▶ [任务目标 a] 参考文本里的报错抛出的是哪一种异常类型？

▶ [参考文本]
__________________________________________________

Spark生成HBase 的 HFile 文件,並使用BulkLoad 方式將 HFile 文件加載到對應的表中

先看一個問題

java.io.IOException: Added a key not lexically larger than previous. Current cell = M00000006/info:age/1563723718005/Put/vlen=4/seqid=0, lastCell = M00000006/info:name/1563723718005/Put/vlen=2/seqid=0
	at org.apache.hadoop.hbase.io.hfile.HFileWriterImpl.checkKey(HFileWriterImpl.java:245)
	at org.apache.hadoop.hbase.io.hfile.HFileWriterImpl.append(HFileWriterImpl.java:731)
	at org.apache.hadoop.hbase.regionserver.StoreFileWriter.append(StoreFileWriter.java:234)
	at org.apache.hadoop.hbase.mapreduce.HFileOutputFormat2$1.write(HFileOutputFormat2.java:337)

__________________________________________________

▶ [数据内容]
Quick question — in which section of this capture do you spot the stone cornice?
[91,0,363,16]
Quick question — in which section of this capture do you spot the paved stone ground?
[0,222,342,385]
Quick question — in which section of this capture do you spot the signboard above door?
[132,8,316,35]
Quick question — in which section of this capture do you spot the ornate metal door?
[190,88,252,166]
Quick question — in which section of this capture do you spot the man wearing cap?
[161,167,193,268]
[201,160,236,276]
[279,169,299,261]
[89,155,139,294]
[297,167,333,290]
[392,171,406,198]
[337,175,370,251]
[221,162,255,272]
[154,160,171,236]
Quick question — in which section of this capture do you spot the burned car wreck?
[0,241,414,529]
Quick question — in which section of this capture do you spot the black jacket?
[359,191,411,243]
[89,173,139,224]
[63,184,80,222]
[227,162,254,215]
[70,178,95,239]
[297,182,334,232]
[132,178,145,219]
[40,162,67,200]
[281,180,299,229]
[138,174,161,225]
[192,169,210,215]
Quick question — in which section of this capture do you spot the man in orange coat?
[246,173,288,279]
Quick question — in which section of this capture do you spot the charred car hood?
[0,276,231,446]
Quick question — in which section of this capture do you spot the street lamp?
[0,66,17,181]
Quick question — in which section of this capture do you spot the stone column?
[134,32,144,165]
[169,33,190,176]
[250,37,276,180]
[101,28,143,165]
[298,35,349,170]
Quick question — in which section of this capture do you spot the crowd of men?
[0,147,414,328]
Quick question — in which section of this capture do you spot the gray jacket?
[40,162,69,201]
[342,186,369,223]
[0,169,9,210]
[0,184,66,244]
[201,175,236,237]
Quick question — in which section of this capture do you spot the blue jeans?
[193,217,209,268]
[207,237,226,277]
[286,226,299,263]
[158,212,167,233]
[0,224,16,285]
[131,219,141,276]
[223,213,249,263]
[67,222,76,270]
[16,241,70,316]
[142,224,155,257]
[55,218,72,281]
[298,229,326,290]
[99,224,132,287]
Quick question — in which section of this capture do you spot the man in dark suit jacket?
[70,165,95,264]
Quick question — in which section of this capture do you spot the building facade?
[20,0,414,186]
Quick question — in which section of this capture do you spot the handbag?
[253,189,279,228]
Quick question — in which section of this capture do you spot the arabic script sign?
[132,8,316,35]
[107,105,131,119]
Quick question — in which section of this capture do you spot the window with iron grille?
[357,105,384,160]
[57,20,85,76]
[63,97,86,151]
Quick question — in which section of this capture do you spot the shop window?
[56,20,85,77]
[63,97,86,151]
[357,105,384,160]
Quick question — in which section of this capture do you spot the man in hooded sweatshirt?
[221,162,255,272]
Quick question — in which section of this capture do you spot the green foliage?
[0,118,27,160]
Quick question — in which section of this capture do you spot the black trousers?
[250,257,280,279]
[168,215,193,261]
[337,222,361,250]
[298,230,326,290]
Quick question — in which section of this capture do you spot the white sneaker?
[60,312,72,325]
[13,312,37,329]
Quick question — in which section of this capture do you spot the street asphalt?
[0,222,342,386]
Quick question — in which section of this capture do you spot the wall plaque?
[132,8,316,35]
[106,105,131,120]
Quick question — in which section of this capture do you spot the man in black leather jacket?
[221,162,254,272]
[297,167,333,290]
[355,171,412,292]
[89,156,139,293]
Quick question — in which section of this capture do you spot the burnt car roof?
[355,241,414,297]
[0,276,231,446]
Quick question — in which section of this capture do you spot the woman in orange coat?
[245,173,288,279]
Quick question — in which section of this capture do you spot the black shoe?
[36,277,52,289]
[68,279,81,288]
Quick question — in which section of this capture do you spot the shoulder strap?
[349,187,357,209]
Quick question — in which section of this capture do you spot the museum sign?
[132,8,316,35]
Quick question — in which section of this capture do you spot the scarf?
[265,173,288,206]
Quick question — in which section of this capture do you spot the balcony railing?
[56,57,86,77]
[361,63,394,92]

__________________________________________________

▶ [任务目标 b] 请逐字复述数据行中的一段：从包含“the gray jacket?”的那一行开始，到包含“[0,118,27,160]”的那一行结束，首尾两行都包括在内。

▶ [完整解答 a] java.io.IOException

▶ [完整解答 b]
Quick question — in which section of this capture do you spot the gray jacket?
[40,162,69,201]
[342,186,369,223]
[0,169,9,210]
[0,184,66,244]
[201,175,236,237]
Quick question — in which section of this capture do you spot the blue jeans?
[193,217,209,268]
[207,237,226,277]
[286,226,299,263]
[158,212,167,233]
[0,224,16,285]
[131,219,141,276]
[223,213,249,263]
[67,222,76,270]
[16,241,70,316]
[142,224,155,257]
[55,218,72,281]
[298,229,326,290]
[99,224,132,287]
Quick question — in which section of this capture do you spot the man in dark suit jacket?
[70,165,95,264]
Quick question — in which section of this capture do you spot the building facade?
[20,0,414,186]
Quick question — in which section of this capture do you spot the handbag?
[253,189,279,228]
Quick question — in which section of this capture do you spot the arabic script sign?
[132,8,316,35]
[107,105,131,119]
Quick question — in which section of this capture do you spot the window with iron grille?
[357,105,384,160]
[57,20,85,76]
[63,97,86,151]
Quick question — in which section of this capture do you spot the shop window?
[56,20,85,77]
[63,97,86,151]
[357,105,384,160]
Quick question — in which section of this capture do you spot the man in hooded sweatshirt?
[221,162,255,272]
Quick question — in which section of this capture do you spot the green foliage?
[0,118,27,160]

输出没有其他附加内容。